§ Raw records

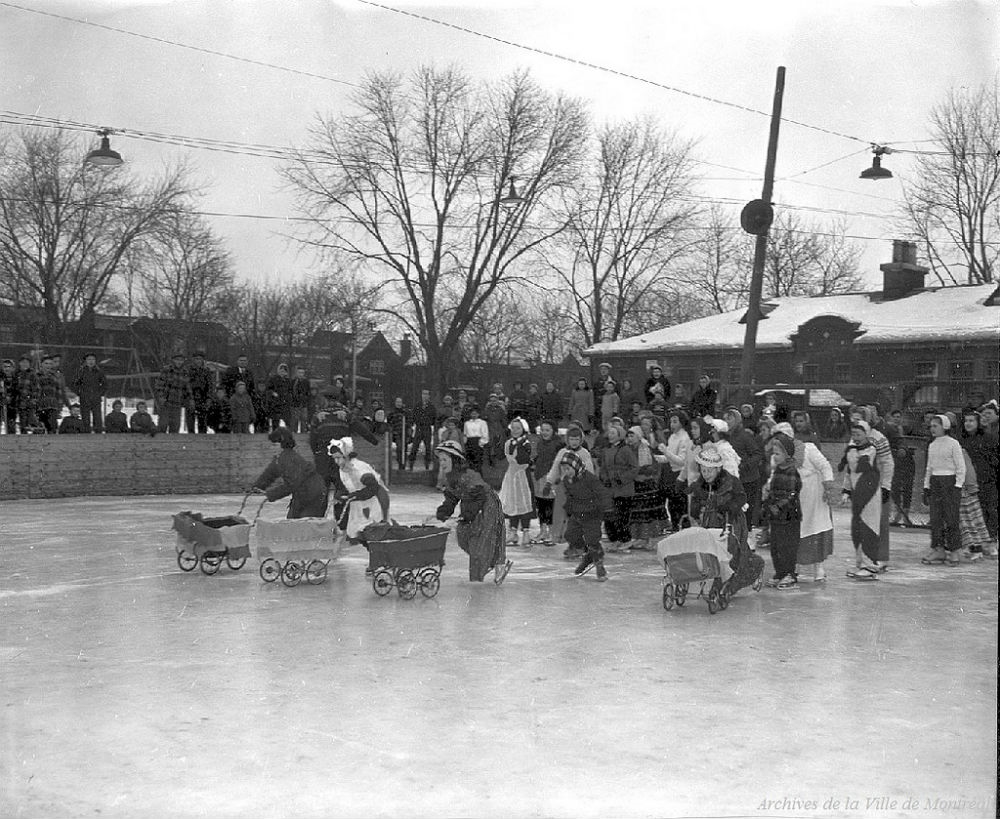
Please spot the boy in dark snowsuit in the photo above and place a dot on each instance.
(587, 501)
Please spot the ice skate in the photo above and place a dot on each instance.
(500, 571)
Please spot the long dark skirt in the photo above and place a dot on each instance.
(483, 539)
(309, 500)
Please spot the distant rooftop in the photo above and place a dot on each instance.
(964, 313)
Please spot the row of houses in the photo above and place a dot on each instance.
(906, 345)
(132, 351)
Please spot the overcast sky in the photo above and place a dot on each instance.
(867, 70)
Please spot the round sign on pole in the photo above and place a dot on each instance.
(756, 217)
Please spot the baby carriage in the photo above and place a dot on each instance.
(206, 542)
(407, 557)
(296, 549)
(696, 555)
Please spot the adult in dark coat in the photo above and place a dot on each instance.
(240, 371)
(424, 418)
(704, 398)
(552, 404)
(290, 474)
(90, 385)
(329, 424)
(202, 382)
(656, 376)
(279, 398)
(751, 452)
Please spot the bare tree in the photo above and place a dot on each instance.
(66, 227)
(183, 271)
(953, 202)
(808, 259)
(717, 274)
(411, 184)
(628, 226)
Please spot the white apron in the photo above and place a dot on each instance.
(361, 513)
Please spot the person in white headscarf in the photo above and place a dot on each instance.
(516, 497)
(366, 497)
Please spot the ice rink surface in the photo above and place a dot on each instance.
(133, 689)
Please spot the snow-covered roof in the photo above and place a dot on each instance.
(931, 315)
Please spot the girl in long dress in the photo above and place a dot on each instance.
(862, 489)
(516, 495)
(816, 538)
(783, 511)
(480, 518)
(543, 458)
(366, 497)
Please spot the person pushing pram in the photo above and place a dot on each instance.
(718, 500)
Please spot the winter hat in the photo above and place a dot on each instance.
(785, 429)
(345, 446)
(709, 456)
(451, 449)
(574, 462)
(786, 442)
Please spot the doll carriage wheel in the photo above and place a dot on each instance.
(406, 584)
(270, 570)
(714, 602)
(316, 572)
(187, 561)
(382, 582)
(291, 573)
(668, 596)
(429, 581)
(211, 562)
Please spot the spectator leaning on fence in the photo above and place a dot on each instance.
(173, 394)
(90, 385)
(202, 382)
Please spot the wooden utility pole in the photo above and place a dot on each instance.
(760, 251)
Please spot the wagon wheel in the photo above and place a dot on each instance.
(291, 573)
(270, 569)
(430, 582)
(187, 561)
(316, 572)
(406, 584)
(382, 582)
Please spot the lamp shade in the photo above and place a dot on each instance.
(876, 171)
(513, 197)
(104, 156)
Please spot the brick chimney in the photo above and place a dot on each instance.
(902, 275)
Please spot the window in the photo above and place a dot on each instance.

§ Problem statement
Copy out, word for word, the lines from the one containing "Please spot the girl" through the final line of the items, with both of those lines included.

§ Answer for this exercise
Please spot the girl in long dress in the photo above and place a dot on each instance.
(862, 489)
(516, 495)
(816, 538)
(783, 511)
(480, 518)
(543, 458)
(366, 497)
Please spot the person pushing pram in the photo above and place a dot on each instance.
(718, 500)
Please spot the winter hat in the photo above and place a dot on each instance.
(785, 429)
(345, 446)
(709, 456)
(451, 449)
(574, 462)
(786, 442)
Please spot the doll carriage wheel in the photo above and place a dot on each instance.
(406, 584)
(270, 570)
(714, 602)
(316, 572)
(187, 561)
(382, 582)
(291, 573)
(668, 596)
(429, 581)
(211, 562)
Please spot the spectator leaning on fence in the photo above and place a dot on each instance.
(173, 394)
(90, 385)
(202, 382)
Please spot the wooden utility pole in the photo above and place a dot on each instance.
(760, 251)
Please spot the wagon wheel in the photo above and place a dot on each instance.
(291, 573)
(270, 569)
(430, 582)
(187, 561)
(316, 572)
(406, 584)
(382, 582)
Please spot the lamp shade in the photo above and place a dot on each instance.
(876, 171)
(513, 197)
(104, 156)
Please spot the brick chimney in the photo above and place a dot on each instance.
(902, 275)
Please spot the window in the photo above and place a dot on each instance.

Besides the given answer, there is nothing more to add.